**Coordinate annotation rows**
◆ ◆ ◆

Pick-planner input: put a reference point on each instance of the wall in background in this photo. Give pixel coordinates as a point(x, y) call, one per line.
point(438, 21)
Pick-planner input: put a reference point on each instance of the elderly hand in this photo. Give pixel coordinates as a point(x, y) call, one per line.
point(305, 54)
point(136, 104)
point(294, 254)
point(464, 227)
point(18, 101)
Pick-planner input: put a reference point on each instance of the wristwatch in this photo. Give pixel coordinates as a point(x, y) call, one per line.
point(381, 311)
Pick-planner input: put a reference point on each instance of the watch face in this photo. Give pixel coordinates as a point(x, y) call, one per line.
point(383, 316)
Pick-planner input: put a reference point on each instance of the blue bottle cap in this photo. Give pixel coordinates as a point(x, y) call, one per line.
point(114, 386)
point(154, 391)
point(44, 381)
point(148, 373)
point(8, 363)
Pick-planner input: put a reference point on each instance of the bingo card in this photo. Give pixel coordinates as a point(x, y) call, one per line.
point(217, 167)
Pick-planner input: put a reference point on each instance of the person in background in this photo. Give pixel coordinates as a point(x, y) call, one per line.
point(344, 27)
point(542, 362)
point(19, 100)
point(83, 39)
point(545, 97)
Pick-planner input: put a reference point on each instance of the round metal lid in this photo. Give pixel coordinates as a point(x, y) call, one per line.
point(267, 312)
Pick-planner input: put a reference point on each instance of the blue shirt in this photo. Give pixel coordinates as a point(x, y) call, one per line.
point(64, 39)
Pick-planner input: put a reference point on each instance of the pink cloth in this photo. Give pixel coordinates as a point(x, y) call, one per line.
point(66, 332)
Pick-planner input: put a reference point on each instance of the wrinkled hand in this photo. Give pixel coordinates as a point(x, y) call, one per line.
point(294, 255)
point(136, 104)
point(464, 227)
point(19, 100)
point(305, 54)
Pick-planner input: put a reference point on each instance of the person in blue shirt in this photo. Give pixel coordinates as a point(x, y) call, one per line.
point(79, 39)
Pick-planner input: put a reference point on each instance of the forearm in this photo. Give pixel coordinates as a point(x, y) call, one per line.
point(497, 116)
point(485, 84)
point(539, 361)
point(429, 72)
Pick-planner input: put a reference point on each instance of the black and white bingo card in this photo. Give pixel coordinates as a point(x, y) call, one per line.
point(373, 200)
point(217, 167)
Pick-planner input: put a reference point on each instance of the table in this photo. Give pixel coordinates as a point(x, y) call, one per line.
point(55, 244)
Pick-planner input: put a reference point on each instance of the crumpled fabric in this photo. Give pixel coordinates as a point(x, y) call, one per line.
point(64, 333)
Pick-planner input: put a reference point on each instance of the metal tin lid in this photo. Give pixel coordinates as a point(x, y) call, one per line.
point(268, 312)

◆ ◆ ◆

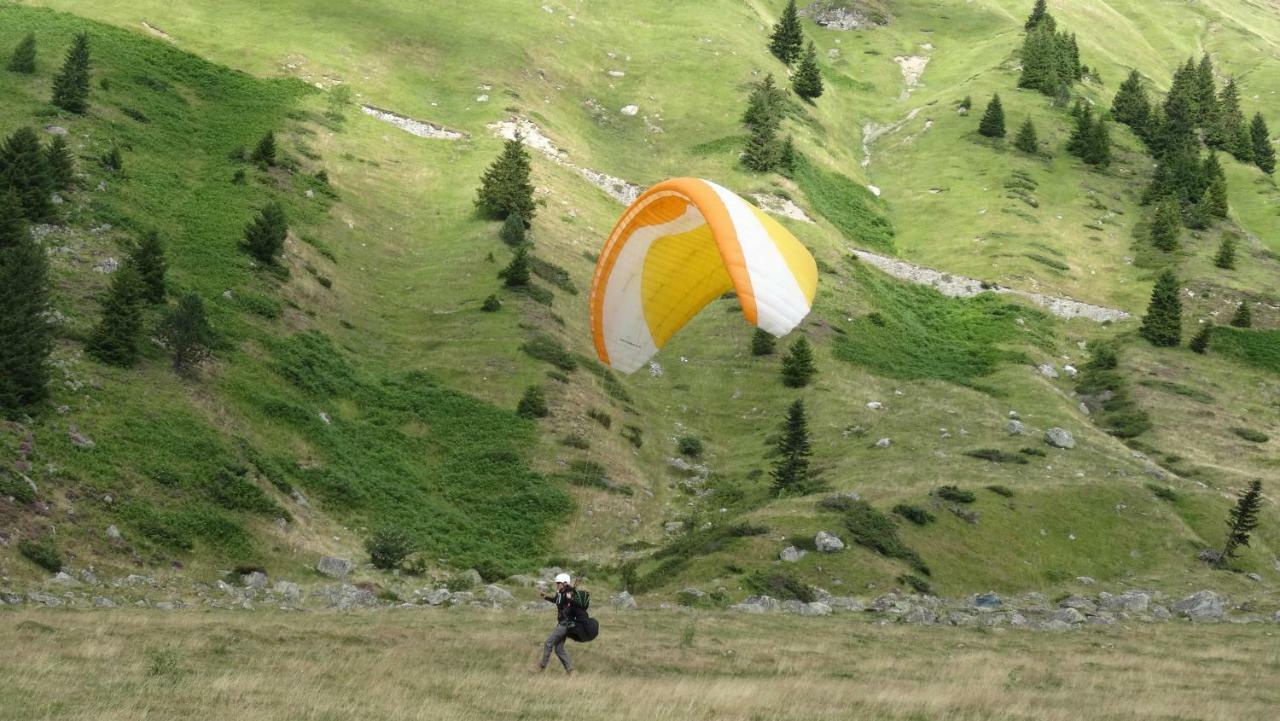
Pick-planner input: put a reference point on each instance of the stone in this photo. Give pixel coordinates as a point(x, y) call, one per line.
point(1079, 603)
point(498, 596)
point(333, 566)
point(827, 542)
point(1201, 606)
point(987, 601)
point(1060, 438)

◆ ◆ ◆

**Task details**
Can you copy out, word for word, the rows above from the one containing "of the forearm" through the one containing "point(64, 333)", with both of those rows included?

**Expected answer**
Pick-planner input: put a reference point on each instance of the forearm in this photo. Give pixel coordinates as a point(x, y) call, one per line.
point(497, 116)
point(485, 84)
point(539, 361)
point(429, 72)
Pick-planner input: put a reference point on each instance of the black and white bingo card in this photo. Give pixel coordinates as a point(x, y) call, one per line.
point(373, 200)
point(217, 167)
Pick-planner input: put a reference point on each instance of the table in this photo. Give pixel coordinates as a point(x, y) call, one per line.
point(55, 244)
Pick-planner input: put a reference point on each instance of the crumpled fabric in this photo. Give pixel coordinates as a point(x, y) call, one per line.
point(64, 333)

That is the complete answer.